**The problem**
The required output is the exact sequence of lines from the line holding "Target: white border frame" to the end of the records, inclusive.

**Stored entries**
____
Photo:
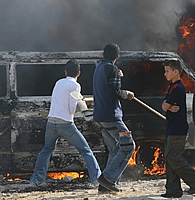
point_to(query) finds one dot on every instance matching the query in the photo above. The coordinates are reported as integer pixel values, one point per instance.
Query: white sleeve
(72, 102)
(80, 104)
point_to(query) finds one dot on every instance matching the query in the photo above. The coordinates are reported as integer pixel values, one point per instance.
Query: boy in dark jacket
(108, 113)
(176, 130)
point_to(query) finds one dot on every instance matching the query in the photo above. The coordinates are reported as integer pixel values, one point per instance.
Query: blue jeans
(69, 132)
(120, 149)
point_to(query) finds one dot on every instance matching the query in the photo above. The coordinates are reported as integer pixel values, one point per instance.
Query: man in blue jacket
(108, 113)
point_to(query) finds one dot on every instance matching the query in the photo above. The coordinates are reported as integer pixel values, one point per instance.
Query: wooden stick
(139, 101)
(149, 108)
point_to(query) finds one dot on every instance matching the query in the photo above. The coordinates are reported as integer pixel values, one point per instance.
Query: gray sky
(66, 25)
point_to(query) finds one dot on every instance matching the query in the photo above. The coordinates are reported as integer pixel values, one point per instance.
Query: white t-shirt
(63, 104)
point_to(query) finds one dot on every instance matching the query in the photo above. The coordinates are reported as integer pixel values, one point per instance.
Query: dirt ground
(135, 187)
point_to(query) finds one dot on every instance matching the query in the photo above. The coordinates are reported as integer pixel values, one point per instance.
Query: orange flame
(187, 48)
(157, 169)
(62, 175)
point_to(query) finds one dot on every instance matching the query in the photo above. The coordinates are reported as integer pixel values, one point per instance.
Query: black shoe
(191, 191)
(110, 186)
(102, 189)
(167, 195)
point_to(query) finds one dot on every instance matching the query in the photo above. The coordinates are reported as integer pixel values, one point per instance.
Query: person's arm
(169, 104)
(193, 109)
(114, 83)
(166, 106)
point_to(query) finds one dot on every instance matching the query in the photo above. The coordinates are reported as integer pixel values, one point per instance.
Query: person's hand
(174, 108)
(120, 73)
(130, 95)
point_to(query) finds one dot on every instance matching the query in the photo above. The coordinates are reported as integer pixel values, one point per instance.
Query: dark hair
(174, 64)
(72, 68)
(111, 51)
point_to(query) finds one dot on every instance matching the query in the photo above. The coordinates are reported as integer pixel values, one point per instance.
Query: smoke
(69, 25)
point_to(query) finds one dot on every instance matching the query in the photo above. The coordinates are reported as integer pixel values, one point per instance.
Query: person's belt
(125, 133)
(54, 120)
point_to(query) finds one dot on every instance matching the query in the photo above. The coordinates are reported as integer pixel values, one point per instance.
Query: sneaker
(167, 195)
(191, 191)
(102, 189)
(110, 186)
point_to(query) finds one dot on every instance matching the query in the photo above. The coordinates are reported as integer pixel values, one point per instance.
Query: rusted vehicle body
(26, 83)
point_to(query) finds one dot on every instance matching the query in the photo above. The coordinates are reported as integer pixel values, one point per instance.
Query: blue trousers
(69, 132)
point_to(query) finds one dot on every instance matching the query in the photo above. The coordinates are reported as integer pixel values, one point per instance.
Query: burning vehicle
(26, 83)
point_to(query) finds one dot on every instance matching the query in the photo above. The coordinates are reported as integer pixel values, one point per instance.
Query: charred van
(26, 83)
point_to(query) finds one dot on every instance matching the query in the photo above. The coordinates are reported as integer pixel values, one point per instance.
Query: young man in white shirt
(60, 123)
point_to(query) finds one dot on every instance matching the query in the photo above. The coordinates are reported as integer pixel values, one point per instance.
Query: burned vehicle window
(39, 79)
(86, 78)
(143, 78)
(3, 81)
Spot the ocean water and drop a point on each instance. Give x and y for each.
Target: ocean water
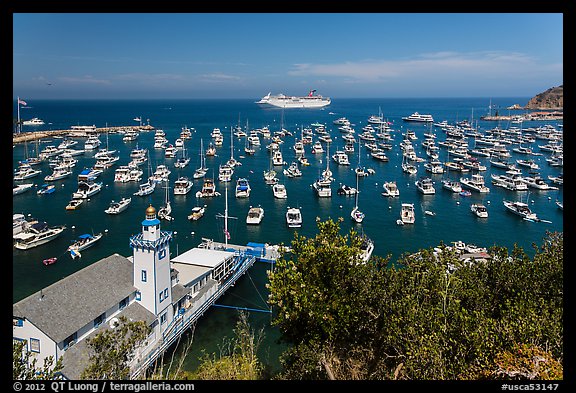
(453, 220)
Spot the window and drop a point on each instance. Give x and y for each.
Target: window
(123, 303)
(98, 321)
(34, 345)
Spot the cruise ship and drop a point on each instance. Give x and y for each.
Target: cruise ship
(418, 117)
(283, 101)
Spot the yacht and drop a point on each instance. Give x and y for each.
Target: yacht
(225, 173)
(294, 217)
(283, 101)
(521, 209)
(407, 215)
(46, 189)
(20, 188)
(293, 170)
(196, 213)
(58, 173)
(37, 234)
(146, 188)
(391, 189)
(242, 188)
(538, 183)
(255, 215)
(208, 189)
(511, 181)
(83, 242)
(182, 185)
(425, 186)
(479, 209)
(26, 172)
(33, 122)
(87, 189)
(417, 117)
(452, 185)
(341, 158)
(279, 191)
(118, 207)
(475, 183)
(74, 204)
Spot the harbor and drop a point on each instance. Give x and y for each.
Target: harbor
(442, 216)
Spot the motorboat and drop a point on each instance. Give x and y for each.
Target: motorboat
(83, 242)
(242, 188)
(37, 234)
(293, 217)
(538, 183)
(196, 213)
(346, 190)
(46, 189)
(475, 183)
(479, 210)
(74, 204)
(33, 122)
(279, 191)
(118, 207)
(521, 209)
(407, 215)
(425, 186)
(452, 185)
(255, 215)
(26, 172)
(146, 188)
(417, 117)
(182, 185)
(87, 189)
(20, 188)
(208, 189)
(391, 189)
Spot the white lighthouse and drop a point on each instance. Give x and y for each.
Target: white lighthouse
(151, 252)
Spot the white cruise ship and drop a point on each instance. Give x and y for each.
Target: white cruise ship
(284, 101)
(418, 117)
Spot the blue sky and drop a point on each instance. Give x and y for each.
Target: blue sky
(149, 55)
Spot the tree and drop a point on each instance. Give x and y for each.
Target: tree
(24, 364)
(429, 316)
(239, 361)
(113, 349)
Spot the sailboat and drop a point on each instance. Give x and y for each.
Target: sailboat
(356, 214)
(201, 171)
(164, 211)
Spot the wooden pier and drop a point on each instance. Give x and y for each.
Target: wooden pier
(34, 135)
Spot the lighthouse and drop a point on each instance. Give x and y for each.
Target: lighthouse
(151, 258)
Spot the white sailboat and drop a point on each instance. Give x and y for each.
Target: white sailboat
(201, 171)
(356, 214)
(164, 211)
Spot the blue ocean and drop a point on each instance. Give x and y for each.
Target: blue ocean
(453, 220)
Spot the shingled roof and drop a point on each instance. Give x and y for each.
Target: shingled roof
(64, 307)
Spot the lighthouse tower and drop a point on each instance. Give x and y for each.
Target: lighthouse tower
(151, 254)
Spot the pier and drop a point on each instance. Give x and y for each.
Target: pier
(75, 133)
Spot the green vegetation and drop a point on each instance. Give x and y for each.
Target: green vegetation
(434, 318)
(113, 349)
(24, 364)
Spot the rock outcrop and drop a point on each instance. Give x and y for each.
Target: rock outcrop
(552, 98)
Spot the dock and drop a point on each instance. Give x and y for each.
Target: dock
(75, 133)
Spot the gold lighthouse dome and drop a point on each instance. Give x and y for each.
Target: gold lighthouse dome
(150, 212)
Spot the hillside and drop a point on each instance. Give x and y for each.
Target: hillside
(552, 98)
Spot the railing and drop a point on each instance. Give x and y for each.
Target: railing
(182, 322)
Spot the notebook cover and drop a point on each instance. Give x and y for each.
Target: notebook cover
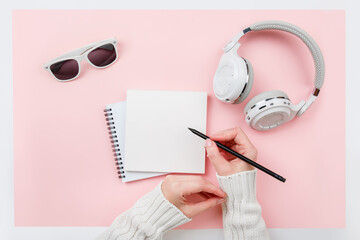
(118, 133)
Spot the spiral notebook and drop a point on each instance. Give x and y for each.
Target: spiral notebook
(115, 117)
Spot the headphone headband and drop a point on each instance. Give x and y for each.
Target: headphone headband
(310, 43)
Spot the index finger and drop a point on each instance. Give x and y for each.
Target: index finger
(201, 185)
(233, 134)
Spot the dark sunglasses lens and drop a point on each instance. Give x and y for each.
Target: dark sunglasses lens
(65, 70)
(103, 55)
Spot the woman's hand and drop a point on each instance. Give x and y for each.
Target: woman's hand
(224, 162)
(181, 190)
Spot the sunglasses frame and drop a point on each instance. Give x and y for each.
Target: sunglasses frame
(81, 54)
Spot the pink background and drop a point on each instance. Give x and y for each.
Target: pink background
(64, 170)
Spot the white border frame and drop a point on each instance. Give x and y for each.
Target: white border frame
(352, 231)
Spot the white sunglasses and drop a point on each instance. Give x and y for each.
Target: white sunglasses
(99, 54)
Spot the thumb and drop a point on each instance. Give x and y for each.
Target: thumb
(197, 208)
(214, 155)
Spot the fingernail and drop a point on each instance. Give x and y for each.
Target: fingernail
(208, 143)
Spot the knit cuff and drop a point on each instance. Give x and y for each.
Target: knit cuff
(154, 214)
(239, 187)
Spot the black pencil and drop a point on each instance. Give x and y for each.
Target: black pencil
(238, 155)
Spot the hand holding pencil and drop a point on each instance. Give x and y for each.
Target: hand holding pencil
(234, 138)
____
**Answer to this problem**
Target: white border frame
(352, 231)
Spot the white sunglasses and drop a point on each instance. Give x and y for each.
Target: white sunglasses
(99, 54)
Spot the thumb and drop a point on each instance. Give x and y for each.
Target: thumb
(197, 208)
(214, 155)
Spot the fingernail and drop a point on each instance. Give x and y for each.
Target: fingernail
(208, 143)
Spot the knit cuff and drop a point on each instance. Give x and y for each.
Target: knit cuff
(154, 214)
(239, 187)
Spot the black pencil and drop a point on each instance. Give x and y for each.
Target: black pencil
(238, 155)
Spot the hand holding pencil and drop a point on each instance. Give x and y for each.
Target: hand holding pencil
(234, 138)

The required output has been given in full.